Stored data entries

· · · · ·

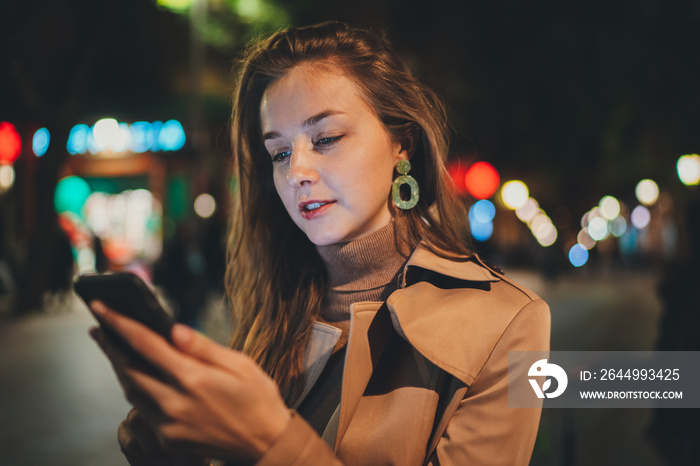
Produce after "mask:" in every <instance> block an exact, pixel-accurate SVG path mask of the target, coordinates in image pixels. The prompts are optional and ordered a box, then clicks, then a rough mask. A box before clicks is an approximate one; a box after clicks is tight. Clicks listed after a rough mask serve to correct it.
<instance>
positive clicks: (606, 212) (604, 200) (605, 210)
mask: <svg viewBox="0 0 700 466" xmlns="http://www.w3.org/2000/svg"><path fill="white" fill-rule="evenodd" d="M598 207H600V213H601V214H602V215H603V218H604V219H606V220H612V219H614V218H615V217H617V216H618V215H619V214H620V202H619V201H618V200H617V199H615V198H614V197H613V196H605V197H603V198H602V199H601V200H600V203H599V204H598Z"/></svg>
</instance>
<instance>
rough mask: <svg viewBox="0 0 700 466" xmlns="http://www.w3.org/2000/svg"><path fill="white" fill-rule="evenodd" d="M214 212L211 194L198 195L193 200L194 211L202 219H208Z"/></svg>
mask: <svg viewBox="0 0 700 466" xmlns="http://www.w3.org/2000/svg"><path fill="white" fill-rule="evenodd" d="M215 210H216V200H215V199H214V197H213V196H212V195H211V194H206V193H204V194H200V195H199V196H197V198H196V199H195V200H194V211H195V213H196V214H197V215H199V216H200V217H202V218H209V217H211V216H212V215H214V211H215Z"/></svg>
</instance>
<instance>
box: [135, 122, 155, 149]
mask: <svg viewBox="0 0 700 466" xmlns="http://www.w3.org/2000/svg"><path fill="white" fill-rule="evenodd" d="M130 129H131V145H130V147H129V149H130V150H131V152H134V153H136V154H140V153H143V152H146V151H148V150H150V149H151V148H152V147H153V143H154V142H155V135H154V134H153V131H152V128H151V124H150V123H149V122H147V121H136V122H134V123H132V124H131V127H130Z"/></svg>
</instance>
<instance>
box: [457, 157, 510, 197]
mask: <svg viewBox="0 0 700 466" xmlns="http://www.w3.org/2000/svg"><path fill="white" fill-rule="evenodd" d="M500 183H501V176H500V175H499V174H498V171H497V170H496V169H495V168H493V165H491V164H490V163H488V162H476V163H475V164H474V165H472V166H471V167H469V169H468V170H467V174H466V175H465V176H464V184H465V185H466V187H467V191H469V194H471V195H472V196H473V197H474V198H475V199H488V198H489V197H491V196H493V194H494V193H495V192H496V190H497V189H498V186H499V184H500Z"/></svg>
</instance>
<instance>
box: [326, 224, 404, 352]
mask: <svg viewBox="0 0 700 466" xmlns="http://www.w3.org/2000/svg"><path fill="white" fill-rule="evenodd" d="M316 250H317V251H318V253H319V255H320V256H321V259H323V263H324V264H325V266H326V271H327V272H328V278H329V287H328V289H327V290H326V307H325V309H324V310H323V313H322V315H321V317H322V319H323V320H324V321H325V322H327V323H329V324H331V325H334V326H336V327H338V328H340V329H341V330H343V336H342V337H341V341H340V342H339V345H338V347H340V346H342V345H343V344H344V343H345V342H346V341H347V334H348V330H349V327H350V305H351V304H352V303H356V302H360V301H384V300H386V298H388V297H389V295H390V294H391V293H392V292H393V291H394V290H396V288H397V285H398V283H397V279H398V274H399V273H400V272H401V268H402V266H403V264H404V263H405V262H406V260H407V259H408V258H407V257H405V256H403V255H401V253H400V252H399V251H398V247H397V243H396V235H395V231H394V223H393V222H391V223H389V224H388V225H386V226H384V227H382V228H380V229H379V230H377V231H375V232H374V233H371V234H369V235H367V236H365V237H363V238H360V239H357V240H355V241H350V242H348V243H336V244H331V245H328V246H316ZM336 349H337V348H336Z"/></svg>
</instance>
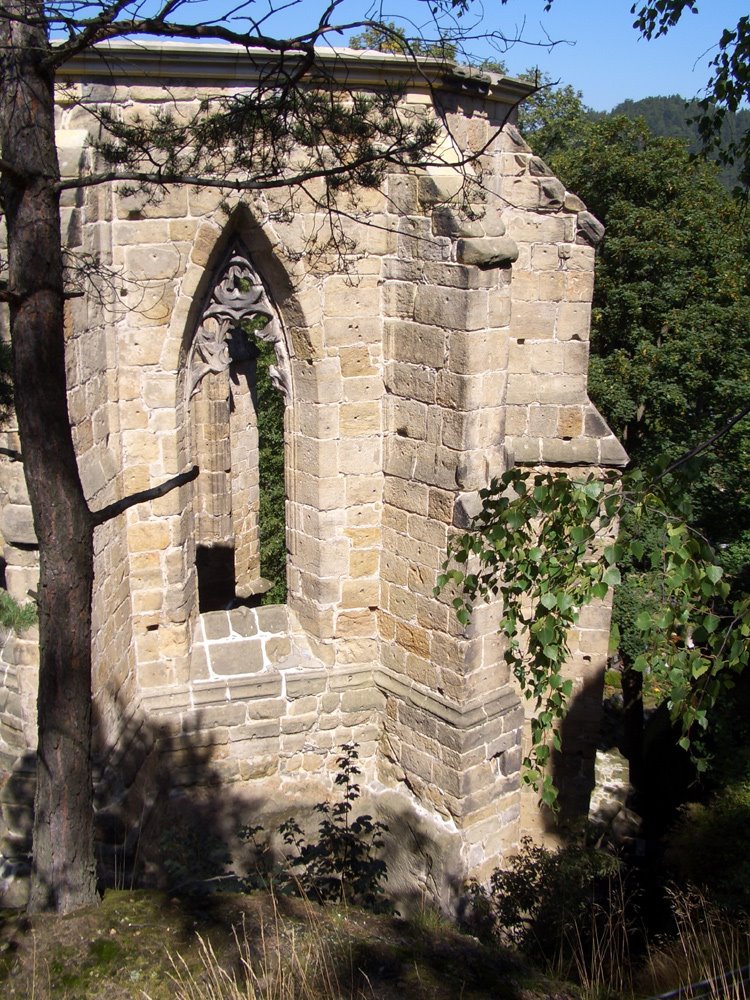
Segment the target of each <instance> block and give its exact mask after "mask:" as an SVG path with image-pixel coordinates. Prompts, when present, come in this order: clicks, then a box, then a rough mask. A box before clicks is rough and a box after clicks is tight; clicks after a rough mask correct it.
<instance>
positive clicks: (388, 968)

· · · · ·

◆ WHAT NEEDS TO BE DONE
Exactly as written, restate the lines from the one that contains "box: [457, 157, 510, 197]" through the final line of the data, both ends included, but leave out the pictures.

◆ TASK ANSWER
box: [457, 157, 510, 197]
mask: <svg viewBox="0 0 700 466" xmlns="http://www.w3.org/2000/svg"><path fill="white" fill-rule="evenodd" d="M500 183H501V176H500V175H499V174H498V171H497V170H496V169H495V168H493V165H491V164H490V163H488V162H476V163H475V164H474V165H472V166H471V167H469V169H468V170H467V174H466V175H465V176H464V184H465V185H466V187H467V191H469V194H471V195H472V196H473V197H474V198H475V199H488V198H489V197H491V196H493V194H494V193H495V192H496V190H497V189H498V186H499V184H500Z"/></svg>
</instance>
<instance>
box: [326, 224, 404, 352]
mask: <svg viewBox="0 0 700 466" xmlns="http://www.w3.org/2000/svg"><path fill="white" fill-rule="evenodd" d="M316 250H317V251H318V253H319V255H320V256H321V259H323V263H324V264H325V266H326V271H327V272H328V278H329V287H328V289H327V290H326V307H325V309H324V310H323V313H322V315H321V317H322V319H323V320H324V321H325V322H327V323H329V324H331V325H334V326H336V327H338V328H340V329H341V330H343V336H342V337H341V341H340V342H339V345H338V347H340V346H342V345H343V344H344V343H345V342H346V341H347V334H348V330H349V327H350V305H351V304H352V303H356V302H360V301H384V300H386V298H388V297H389V295H390V294H391V293H392V292H393V291H394V290H396V288H397V285H398V283H397V279H398V274H399V273H400V272H401V268H402V266H403V264H404V263H405V262H406V260H407V259H408V258H407V257H405V256H403V255H401V253H400V252H399V251H398V247H397V243H396V235H395V231H394V223H393V222H391V223H389V224H388V225H386V226H384V227H382V228H380V229H379V230H377V231H375V232H374V233H371V234H369V235H367V236H365V237H363V238H360V239H357V240H355V241H350V242H348V243H336V244H331V245H328V246H316ZM336 349H337V348H336Z"/></svg>
</instance>
Segment the target of each <instance> block and give its exact mask after "mask:" as an SVG path with image-pixel coordinates. Prompts, when present, come in this order: clicks, then a box, then a rough mask. A box before clicks is rough and a box after clicks is tight; clicks after a rough mask correct it.
<instance>
positive clicks: (388, 968)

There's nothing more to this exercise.